Problem
The complete listing below should be transcribed precisely.

Data to examine
Start of Block
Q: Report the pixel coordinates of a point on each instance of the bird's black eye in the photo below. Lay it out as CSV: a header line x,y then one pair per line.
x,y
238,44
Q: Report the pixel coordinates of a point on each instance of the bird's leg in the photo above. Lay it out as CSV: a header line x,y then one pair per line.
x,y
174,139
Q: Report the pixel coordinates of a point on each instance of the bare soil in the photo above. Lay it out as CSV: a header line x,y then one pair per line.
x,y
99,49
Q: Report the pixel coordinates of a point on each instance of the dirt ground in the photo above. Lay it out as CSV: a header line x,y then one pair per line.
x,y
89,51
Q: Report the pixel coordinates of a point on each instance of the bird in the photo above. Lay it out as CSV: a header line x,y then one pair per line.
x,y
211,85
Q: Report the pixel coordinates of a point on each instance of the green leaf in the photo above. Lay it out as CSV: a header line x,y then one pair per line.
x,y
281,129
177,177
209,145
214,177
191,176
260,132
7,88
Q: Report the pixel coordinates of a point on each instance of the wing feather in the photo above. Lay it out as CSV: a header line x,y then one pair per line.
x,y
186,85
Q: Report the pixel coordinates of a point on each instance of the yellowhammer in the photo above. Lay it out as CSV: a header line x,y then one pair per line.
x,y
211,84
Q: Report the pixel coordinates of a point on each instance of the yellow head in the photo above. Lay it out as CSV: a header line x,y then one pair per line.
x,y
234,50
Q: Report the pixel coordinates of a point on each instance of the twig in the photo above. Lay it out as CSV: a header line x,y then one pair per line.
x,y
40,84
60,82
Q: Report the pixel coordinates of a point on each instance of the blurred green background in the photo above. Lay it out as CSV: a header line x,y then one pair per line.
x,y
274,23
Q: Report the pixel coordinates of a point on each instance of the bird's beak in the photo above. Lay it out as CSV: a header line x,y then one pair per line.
End of Block
Answer section
Q: Report the pixel coordinates of a point on each instance of the bird's black eye in the photo below. Lay it out as CSV: a header line x,y then one pair per line.
x,y
238,44
Q: Report the pixel coordinates of a point on each instance of the bird's leg in the photo above. Lay it out as CSV: a header line x,y then one pair per line.
x,y
174,139
Q: Report the pixel coordinates of a point on each instance of the bare soil in the photo above. Lay it out as CSV: a header line x,y then one pair per line.
x,y
99,49
Q: Report the pixel coordinates of a point on each instance of the dirt ground in the photo above. Lay it out as CSV: a header line x,y then one pair per line.
x,y
89,51
Q: Report the pixel coordinates of a point on each instance of the bird in the photo above. Lay it out as CSV: a header line x,y then one pair per line.
x,y
211,85
Q: Report the pixel coordinates of a point on each instance of the green leaf in the photo above. Lay it out as CSV: a header line x,y then one pair per line.
x,y
281,129
177,177
209,145
214,177
191,176
260,132
7,88
Q: Report the pixel coordinates of a point on each instance of the wing feather in the photo above. Lay it out as CSV: a header line x,y then one pair per line.
x,y
186,85
Q: Report the pixel coordinates of a point on each instance of the yellowhammer in the photo above. Lay it out as CSV: a header line x,y then one pair per line.
x,y
211,84
Q: Report the pixel coordinates of a point on each instance of the yellow head in the photo above. Lay it out as CSV: a header line x,y then one pair per line.
x,y
234,50
Q: Report the pixel coordinates of a point on each instance of the twig in the photo above. Lay it out as CSV: a header line x,y then one pair per line.
x,y
40,84
60,82
Q: Report the pixel coordinates of a point on each instance of the blurred green background in the photo above. Lay it out as CSV: a header line x,y then one pair per line.
x,y
274,23
Q: Report the pixel coordinates of a point on each instance of the bird's beak in the photo above. Lay it out as CSV: a header line x,y then one pair per line.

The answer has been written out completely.